[Records shown — start]
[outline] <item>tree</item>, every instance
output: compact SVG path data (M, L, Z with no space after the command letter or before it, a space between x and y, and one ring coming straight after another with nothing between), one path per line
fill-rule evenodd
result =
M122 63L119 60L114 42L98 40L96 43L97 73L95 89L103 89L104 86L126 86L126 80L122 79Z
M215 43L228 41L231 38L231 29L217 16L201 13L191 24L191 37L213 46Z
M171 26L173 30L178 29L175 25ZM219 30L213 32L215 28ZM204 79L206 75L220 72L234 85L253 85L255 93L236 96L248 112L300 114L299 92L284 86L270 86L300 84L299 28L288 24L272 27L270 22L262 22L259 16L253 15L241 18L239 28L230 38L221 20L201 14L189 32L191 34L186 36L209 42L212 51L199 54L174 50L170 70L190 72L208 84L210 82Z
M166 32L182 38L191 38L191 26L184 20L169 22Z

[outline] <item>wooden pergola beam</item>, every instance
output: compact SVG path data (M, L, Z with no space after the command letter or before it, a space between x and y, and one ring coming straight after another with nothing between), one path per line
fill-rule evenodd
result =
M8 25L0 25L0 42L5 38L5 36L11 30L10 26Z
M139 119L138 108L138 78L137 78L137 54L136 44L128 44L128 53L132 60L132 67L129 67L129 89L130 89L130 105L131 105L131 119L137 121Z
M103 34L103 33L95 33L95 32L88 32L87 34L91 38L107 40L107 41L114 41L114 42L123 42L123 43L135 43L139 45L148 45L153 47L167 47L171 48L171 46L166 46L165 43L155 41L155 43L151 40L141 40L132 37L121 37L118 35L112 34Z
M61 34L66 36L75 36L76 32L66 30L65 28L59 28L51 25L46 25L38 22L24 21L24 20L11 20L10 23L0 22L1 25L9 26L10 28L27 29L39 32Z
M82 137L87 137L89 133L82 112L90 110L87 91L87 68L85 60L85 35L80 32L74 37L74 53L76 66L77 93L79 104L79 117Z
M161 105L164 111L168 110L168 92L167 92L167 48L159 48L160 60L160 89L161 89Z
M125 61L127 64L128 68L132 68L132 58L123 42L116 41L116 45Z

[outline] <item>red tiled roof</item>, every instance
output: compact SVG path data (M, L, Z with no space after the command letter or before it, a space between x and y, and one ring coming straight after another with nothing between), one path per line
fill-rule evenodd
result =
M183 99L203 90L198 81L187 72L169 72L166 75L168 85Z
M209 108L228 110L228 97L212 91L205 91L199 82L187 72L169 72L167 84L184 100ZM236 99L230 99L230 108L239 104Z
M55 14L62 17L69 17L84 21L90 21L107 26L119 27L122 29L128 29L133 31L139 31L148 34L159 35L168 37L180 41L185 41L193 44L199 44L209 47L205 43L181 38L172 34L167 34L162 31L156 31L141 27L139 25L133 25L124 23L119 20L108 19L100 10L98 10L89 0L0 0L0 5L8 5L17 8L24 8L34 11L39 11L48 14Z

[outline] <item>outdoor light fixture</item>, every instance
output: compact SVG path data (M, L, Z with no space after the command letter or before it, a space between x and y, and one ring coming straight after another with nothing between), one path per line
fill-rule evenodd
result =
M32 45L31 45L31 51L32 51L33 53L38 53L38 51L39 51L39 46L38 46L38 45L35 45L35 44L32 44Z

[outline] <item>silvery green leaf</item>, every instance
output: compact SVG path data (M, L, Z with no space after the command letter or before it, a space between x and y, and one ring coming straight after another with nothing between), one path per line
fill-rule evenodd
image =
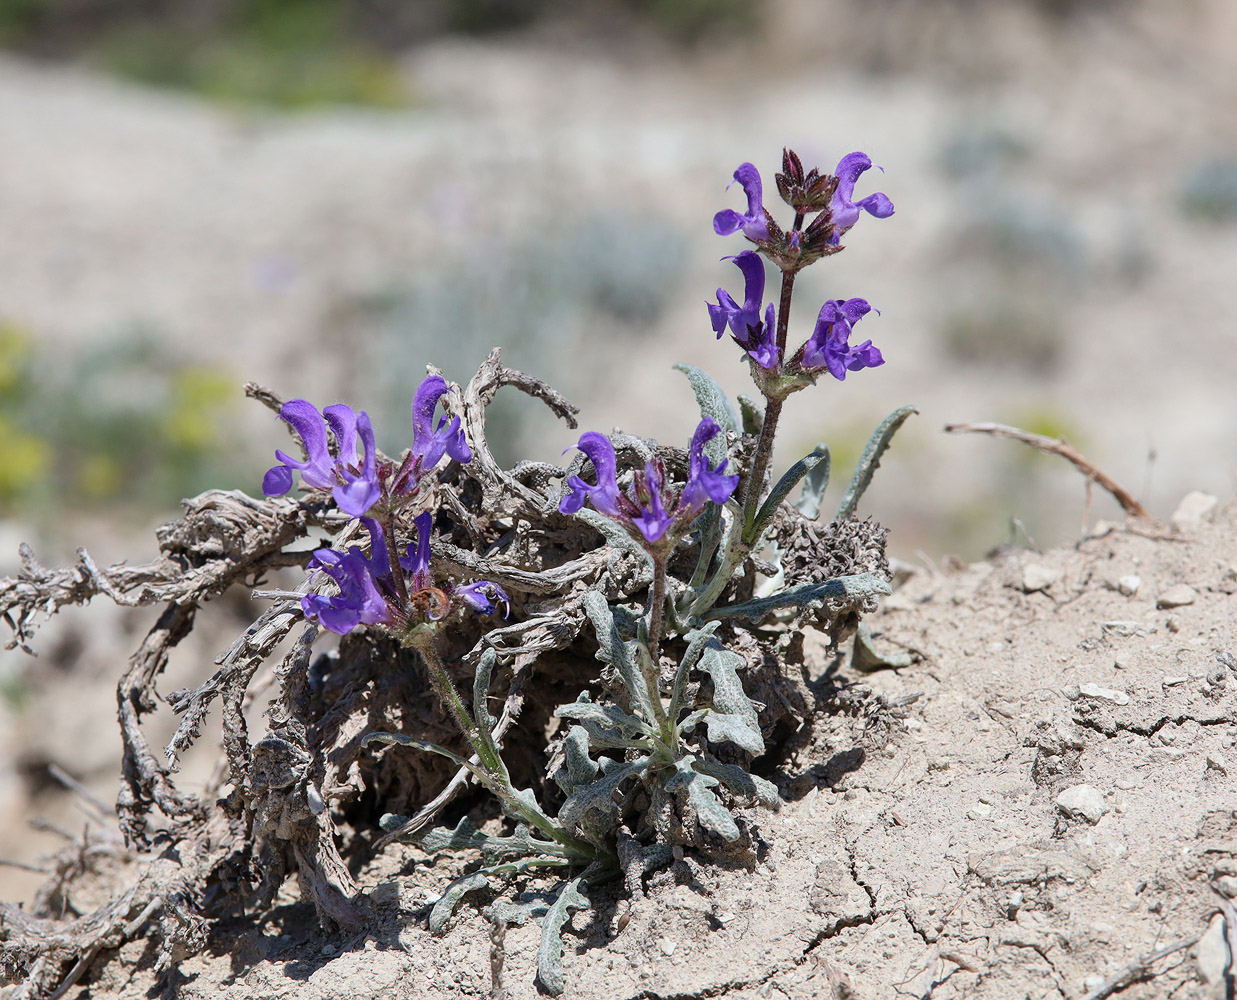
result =
M567 731L563 749L567 758L567 780L571 786L564 791L570 794L580 785L596 778L599 765L588 755L588 732L583 726L572 726Z
M756 756L765 752L765 741L760 738L759 732L748 725L747 719L742 715L705 712L703 722L710 743L728 741Z
M446 757L447 760L457 767L466 767L474 774L480 772L480 769L471 761L465 760L457 753L452 753L446 747L440 747L437 743L430 743L428 740L418 740L413 736L405 736L403 733L366 733L361 740L361 745L367 746L370 743L394 743L402 747L424 750L427 753L436 753L439 757Z
M485 836L473 825L472 820L465 816L455 825L454 830L448 830L445 826L435 826L428 830L417 831L413 840L426 854L437 854L439 851L480 849Z
M584 610L593 623L593 631L597 634L597 659L613 665L619 678L631 695L632 708L644 718L653 718L653 703L649 700L649 690L644 678L632 662L632 649L623 642L618 627L614 623L614 612L606 602L605 597L595 590L584 595ZM634 646L635 643L632 643Z
M909 667L915 658L906 650L898 653L882 653L872 643L872 630L861 624L855 632L855 644L851 652L850 665L863 673L873 670L898 670Z
M634 715L629 715L617 705L598 705L591 701L573 701L559 705L554 714L562 719L579 719L589 732L605 736L610 730L613 738L631 740L639 735L651 735L653 730ZM591 725L589 725L591 723Z
M777 508L782 501L790 496L790 491L795 488L795 484L807 476L815 469L824 469L824 481L829 481L829 449L823 444L818 444L816 450L810 455L805 455L799 459L794 465L786 470L785 475L777 481L777 484L769 491L769 495L765 497L765 502L760 505L760 510L756 514L756 520L752 528L748 532L749 536L756 538L761 530L769 522L769 519L776 513ZM805 486L806 489L806 486ZM824 487L822 486L823 490ZM819 494L817 496L817 507L820 506Z
M580 891L580 886L592 870L593 866L590 866L583 875L566 883L541 921L537 979L551 996L563 992L563 924L567 923L572 911L589 908L588 897Z
M639 760L624 764L610 771L604 777L598 778L591 784L577 788L567 797L567 801L559 809L558 821L564 826L570 826L585 813L598 809L603 814L609 815L614 807L614 802L611 799L614 790L631 776L640 774L648 766L649 759L641 757Z
M743 433L755 437L765 422L765 411L751 396L739 396L739 412L743 415Z
M457 878L447 886L441 898L434 904L433 909L430 910L430 930L437 934L446 926L447 921L451 919L451 914L455 912L455 908L465 895L475 892L477 889L488 889L489 885L489 876L484 871L473 872L471 875L461 875Z
M692 629L688 632L685 638L687 639L687 651L683 654L683 659L679 661L679 669L674 674L674 692L670 698L670 717L677 718L679 710L683 707L683 693L687 688L687 678L696 668L696 663L700 660L701 653L704 652L705 644L717 631L721 622L709 622L703 628Z
M760 732L760 722L756 717L756 709L743 690L743 682L739 679L739 668L747 665L747 661L738 653L723 646L716 638L711 639L700 658L701 667L713 678L713 708L723 715L737 715L747 723L753 732ZM763 751L763 747L761 750Z
M855 475L846 488L846 494L842 497L842 502L838 504L837 513L833 516L834 520L846 521L855 516L855 508L859 506L864 491L872 482L873 473L880 467L881 456L885 454L885 449L889 447L893 435L906 422L907 417L918 412L913 406L903 406L901 409L894 410L872 433L867 447L863 449L863 454L859 457L859 464L855 467Z
M619 549L623 552L630 552L640 558L641 564L647 574L651 574L653 567L653 558L645 551L644 546L637 542L631 535L627 534L623 527L617 521L611 521L604 514L598 514L595 510L589 510L587 507L581 507L575 512L575 517L580 518L590 527L596 528L605 536L607 544L614 549ZM651 579L649 575L649 579Z
M865 597L892 594L889 584L872 573L856 573L853 576L837 576L824 583L801 583L780 594L761 597L741 604L715 607L706 613L706 618L746 618L759 622L778 608L798 607L813 609L825 601L860 601Z
M781 802L777 785L755 774L748 774L738 764L723 764L711 757L698 756L692 761L692 768L716 778L736 798L754 799L765 806L776 806Z
M687 381L691 383L692 392L696 394L696 403L700 407L700 415L711 417L722 429L722 433L704 446L704 453L716 465L726 457L726 434L739 433L739 415L734 412L734 406L722 391L722 387L714 382L712 376L703 368L685 362L679 362L674 367L686 375Z
M807 475L803 477L803 489L799 493L799 499L795 502L799 513L813 521L820 516L820 502L824 498L825 490L829 487L829 471L833 464L829 459L828 448L823 444L818 444L816 450L824 451L825 460L808 470Z
M723 840L738 840L739 827L730 815L730 810L717 800L712 789L717 787L717 779L707 774L693 771L689 759L675 763L674 777L666 782L666 791L687 793L687 802L696 814L696 822L701 829L716 834Z
M490 675L494 672L494 664L498 661L498 653L493 646L486 647L477 664L477 673L472 682L472 714L477 720L477 726L487 740L494 731L497 720L490 715L486 702L490 697Z
M496 924L523 927L530 920L540 920L549 910L550 904L541 898L526 899L522 902L496 899L485 908L484 912Z

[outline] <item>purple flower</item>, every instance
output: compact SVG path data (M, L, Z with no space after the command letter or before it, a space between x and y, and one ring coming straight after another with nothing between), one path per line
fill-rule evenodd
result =
M499 604L503 606L504 618L511 614L511 598L502 587L489 580L478 580L463 587L455 587L451 596L458 597L479 615L492 615Z
M349 546L347 552L319 549L307 567L311 572L321 570L334 580L339 593L306 594L301 598L301 610L306 618L339 635L346 635L358 625L392 620L390 604L378 588L378 582L389 582L391 574L382 527L368 517L361 518L361 523L369 531L368 557L355 545Z
M760 254L754 250L744 250L734 257L735 266L743 272L743 305L735 302L724 288L717 290L717 305L708 303L709 320L713 324L713 332L721 339L726 327L730 327L731 336L735 342L755 359L756 363L765 369L777 367L777 323L770 302L761 316L761 306L765 296L765 265Z
M691 447L687 452L687 485L683 487L683 493L679 497L679 504L691 517L704 510L708 500L717 504L725 503L739 485L738 476L722 475L726 471L726 459L722 459L717 468L711 469L709 460L704 457L704 446L717 437L720 430L716 421L705 417L692 435Z
M820 307L816 328L803 345L804 368L828 368L829 374L842 381L846 372L883 365L881 352L865 340L858 347L850 346L852 327L872 311L864 299L831 299Z
M724 208L713 216L713 232L718 236L729 236L731 233L743 230L743 235L749 240L759 242L769 238L769 224L765 219L763 192L760 184L760 171L750 163L739 164L734 172L731 184L739 184L747 195L747 214L740 215L732 208ZM726 185L730 189L730 184Z
M307 461L299 462L282 451L275 457L282 462L267 470L262 479L262 494L281 497L292 489L292 473L299 470L307 486L330 490L339 509L360 517L382 496L374 471L374 428L364 410L358 415L352 407L337 403L322 413L304 399L284 403L279 416L286 420L305 445ZM338 452L327 447L327 426L335 434ZM365 445L365 459L358 464L357 438Z
M594 510L608 517L617 517L619 491L618 482L615 479L617 465L614 459L614 445L604 434L587 431L580 435L580 442L576 447L592 461L593 470L597 473L597 485L590 486L579 476L572 476L567 480L571 492L563 497L558 509L564 514L574 514L584 506L585 500L592 497Z
M830 243L836 244L843 234L859 221L861 211L878 219L887 219L893 215L893 202L879 191L866 198L860 198L858 201L851 200L855 195L855 182L871 166L872 160L866 153L848 153L838 163L838 186L833 193L832 201L829 202L830 220L833 225Z
M417 386L412 400L412 454L420 457L421 469L429 470L438 464L443 455L450 455L457 462L472 460L472 450L464 440L460 418L453 417L445 427L447 418L439 418L434 426L434 410L438 400L451 391L441 375L430 375Z
M563 497L558 509L564 514L574 514L591 498L593 507L607 517L618 521L632 537L643 539L647 545L660 542L667 534L677 535L677 529L685 529L704 509L707 501L725 503L738 485L738 476L724 476L723 461L717 468L710 468L704 457L704 446L716 437L720 428L708 417L700 422L692 436L689 452L689 474L682 490L674 490L666 483L666 473L658 459L645 464L643 472L632 476L631 485L620 493L616 478L614 446L610 440L595 431L580 437L579 448L593 460L597 470L597 485L590 486L579 476L568 481L571 491Z

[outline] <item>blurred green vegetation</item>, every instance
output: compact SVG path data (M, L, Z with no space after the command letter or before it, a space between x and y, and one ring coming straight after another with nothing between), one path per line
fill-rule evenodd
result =
M0 516L49 523L122 505L144 514L248 484L252 470L232 458L238 382L173 363L147 334L66 362L30 331L0 325Z
M756 0L0 0L0 46L206 97L304 108L409 104L397 54L441 35L571 20L679 44L742 31Z

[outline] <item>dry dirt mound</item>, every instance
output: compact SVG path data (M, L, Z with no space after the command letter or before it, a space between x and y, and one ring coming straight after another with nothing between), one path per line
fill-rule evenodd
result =
M1231 997L1235 593L1237 504L1181 534L1106 526L912 575L870 624L876 649L913 662L809 656L807 689L833 710L769 772L785 803L760 820L763 858L689 853L632 904L597 893L567 936L566 995ZM862 685L880 711L839 710ZM363 936L323 936L289 896L216 925L163 985L185 1000L488 996L497 960L507 996L536 996L536 928L496 944L465 905L444 936L425 929L454 865L390 848L359 873L379 915ZM104 953L69 996L158 995L148 949Z

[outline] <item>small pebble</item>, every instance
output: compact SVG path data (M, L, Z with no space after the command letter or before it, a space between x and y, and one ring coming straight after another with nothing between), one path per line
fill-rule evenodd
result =
M1130 669L1130 654L1118 653L1112 658L1112 668L1114 670L1129 670Z
M1135 576L1131 573L1129 576L1123 576L1117 581L1117 589L1126 597L1133 597L1138 593L1138 588L1143 585L1141 576Z
M1157 597L1155 606L1161 611L1166 608L1184 608L1187 604L1193 604L1196 596L1193 587L1179 583L1175 587L1169 587Z
M1221 875L1216 879L1215 887L1229 899L1237 896L1237 878L1234 878L1232 875Z
M1165 687L1172 687L1175 684L1184 684L1189 679L1188 677L1165 677L1160 683Z
M1098 698L1100 701L1111 701L1114 705L1128 705L1130 703L1130 696L1124 691L1102 688L1098 684L1083 684L1079 687L1078 692L1083 697Z
M1194 959L1198 978L1204 983L1224 981L1224 970L1228 968L1229 960L1228 942L1224 938L1224 917L1217 913L1207 925L1207 932L1199 938Z
M1228 761L1218 753L1207 754L1207 766L1212 770L1219 771L1221 774L1228 774Z
M1181 631L1181 619L1176 615L1173 615L1171 618L1165 620L1164 627L1173 634L1176 634Z
M1211 519L1211 513L1219 502L1210 493L1191 490L1181 498L1181 503L1177 504L1177 509L1169 520L1178 531L1192 531Z
M661 949L661 953L663 955L669 958L671 955L674 954L674 949L677 948L678 945L674 941L671 941L669 938L662 938L660 941L657 942L657 947Z
M1066 684L1065 687L1061 688L1061 694L1065 697L1066 701L1077 701L1082 694L1082 688L1077 684Z
M977 802L966 811L966 814L970 816L971 819L987 819L992 815L992 806L985 802Z
M1031 563L1022 571L1022 589L1028 594L1033 594L1037 590L1047 590L1059 579L1061 579L1059 570L1041 566L1039 563Z
M1088 823L1098 823L1108 812L1104 793L1092 785L1074 785L1057 796L1057 808L1067 818L1081 817Z

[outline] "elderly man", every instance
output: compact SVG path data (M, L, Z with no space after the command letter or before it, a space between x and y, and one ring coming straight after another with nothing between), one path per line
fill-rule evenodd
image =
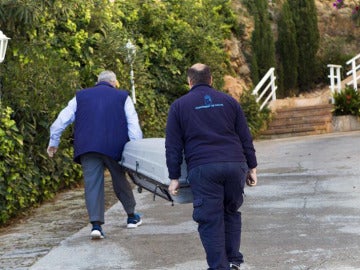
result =
M58 150L65 128L75 122L74 161L81 164L84 174L85 201L92 224L91 238L104 238L104 169L110 172L114 192L128 215L127 227L142 223L135 213L132 188L119 165L124 145L142 138L138 115L128 92L116 89L112 71L103 71L94 87L80 90L71 99L50 128L47 152L50 157Z

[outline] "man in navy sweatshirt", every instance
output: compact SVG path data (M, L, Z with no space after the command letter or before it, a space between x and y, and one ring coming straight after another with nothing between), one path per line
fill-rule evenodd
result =
M253 140L239 103L211 87L208 66L193 65L187 77L190 91L171 105L166 125L169 192L178 192L184 155L209 270L240 269L238 210L248 173L257 182Z
M104 238L104 169L111 174L114 192L128 215L127 227L142 223L135 213L135 198L119 165L124 145L142 138L138 115L127 91L116 89L116 75L103 71L94 87L80 90L50 127L47 152L58 150L65 128L75 122L74 161L84 174L85 202L92 224L91 238Z

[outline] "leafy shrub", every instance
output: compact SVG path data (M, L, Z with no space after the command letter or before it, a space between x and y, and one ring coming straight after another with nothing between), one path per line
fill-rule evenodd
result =
M264 107L260 111L260 105L251 91L245 91L240 97L240 104L245 113L253 138L256 138L270 121L270 110Z
M0 173L5 179L0 182L0 190L5 190L7 197L2 202L6 207L2 208L0 224L16 212L48 200L59 190L77 185L81 180L81 171L72 161L71 130L63 134L61 149L55 158L49 159L46 154L49 126L74 95L77 73L48 50L42 49L46 57L37 57L36 49L26 52L14 56L16 61L8 61L11 64L6 66L7 75L3 80L2 103L12 108L4 111L3 117L14 123L11 129L6 127L12 137L3 138L3 145L10 139L15 140L15 135L21 141L16 140L16 150L2 153L6 155L7 171ZM24 60L30 56L31 62ZM60 80L60 76L64 80ZM11 151L16 153L11 154ZM15 159L16 156L19 158Z
M360 116L360 93L351 86L344 91L334 94L335 115Z
M0 224L35 199L31 171L23 152L23 137L11 119L13 110L0 107Z
M169 110L165 95L144 89L138 95L136 106L144 137L164 137Z
M343 44L348 43L345 37L337 36L326 36L322 39L322 51L319 54L319 77L317 78L318 83L329 83L329 67L328 64L337 64L346 67L346 62L353 57L352 54L348 54L343 50ZM346 78L348 75L347 69L342 68L340 70L341 77Z

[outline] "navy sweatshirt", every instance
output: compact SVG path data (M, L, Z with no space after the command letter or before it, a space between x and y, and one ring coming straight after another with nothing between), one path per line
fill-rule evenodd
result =
M76 93L74 161L95 152L120 160L129 141L125 101L128 93L115 89L108 82Z
M207 84L195 85L171 104L165 147L170 179L180 177L183 155L188 171L214 162L247 162L251 169L257 166L240 104Z

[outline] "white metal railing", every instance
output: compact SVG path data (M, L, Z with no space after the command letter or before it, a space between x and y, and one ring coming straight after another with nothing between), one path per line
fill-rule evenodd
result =
M330 68L330 91L331 91L331 102L334 103L335 92L341 92L341 65L327 65Z
M341 92L341 68L340 65L327 65L330 68L330 90L331 93Z
M276 100L277 86L275 85L275 80L275 68L272 67L254 88L252 94L257 96L257 103L261 102L260 110L264 108L264 106L269 102L270 98L272 98L272 100Z
M358 90L358 81L360 79L360 54L351 58L346 62L347 65L351 65L351 69L346 72L348 76L345 80L341 80L341 68L340 65L327 65L330 69L330 74L328 78L330 78L330 90L331 90L331 101L334 103L334 94L340 93L342 91L342 87L344 85L352 85L355 90ZM350 80L349 80L350 79ZM348 81L348 82L347 82Z
M358 61L360 62L360 54L346 62L347 65L351 65L351 69L346 72L346 75L352 76L352 80L346 85L352 84L355 90L358 90L358 80L360 79L360 75L357 75L358 71L360 70L360 64L358 64Z

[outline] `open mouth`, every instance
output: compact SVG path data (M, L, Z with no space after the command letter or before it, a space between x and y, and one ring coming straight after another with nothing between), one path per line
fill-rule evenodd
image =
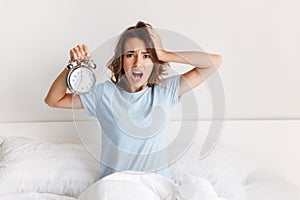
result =
M131 74L134 80L139 80L143 77L143 72L133 71Z

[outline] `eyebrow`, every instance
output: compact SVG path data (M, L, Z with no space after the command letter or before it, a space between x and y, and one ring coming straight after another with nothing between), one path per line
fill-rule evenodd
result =
M126 51L125 52L125 54L127 54L127 53L135 53L136 51L134 51L134 50L130 50L130 51ZM142 51L142 54L149 54L149 52L148 51Z

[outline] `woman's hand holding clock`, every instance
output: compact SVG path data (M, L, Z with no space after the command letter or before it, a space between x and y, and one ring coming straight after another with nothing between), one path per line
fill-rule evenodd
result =
M78 44L76 47L70 50L70 60L81 63L91 58L91 53L88 51L88 47L85 44Z
M93 69L96 68L96 64L91 60L91 53L85 44L70 50L70 61L66 68L66 83L72 93L83 94L93 89L96 83Z

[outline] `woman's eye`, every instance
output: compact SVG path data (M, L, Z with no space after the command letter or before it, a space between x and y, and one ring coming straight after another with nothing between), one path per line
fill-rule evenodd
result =
M127 58L131 58L131 57L133 57L134 55L133 55L133 53L128 53L128 54L126 54L126 57Z
M145 54L144 58L150 58L150 54Z

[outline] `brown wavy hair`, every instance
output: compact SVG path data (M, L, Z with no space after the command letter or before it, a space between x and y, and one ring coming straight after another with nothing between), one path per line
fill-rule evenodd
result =
M162 83L163 77L162 75L166 74L167 67L169 66L168 62L163 62L158 59L154 43L151 39L151 35L148 32L148 28L152 28L150 24L144 23L142 21L137 22L135 26L131 26L127 28L119 37L117 45L115 47L114 56L108 62L107 67L111 70L112 75L110 80L115 84L126 84L126 76L123 68L123 56L124 46L128 39L138 38L142 40L146 49L150 54L150 58L153 62L153 69L148 79L147 85L150 87L154 87L154 85ZM123 77L124 76L124 77ZM124 80L125 79L125 80ZM124 85L123 85L124 86Z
[Records shown — finish]
● **Task prompt**:
Every line of the material that holds "woman" should be copied out as the answer.

● **Solution**:
[outline] `woman's hand holding clock`, every instance
[outline] `woman's eye`, every instance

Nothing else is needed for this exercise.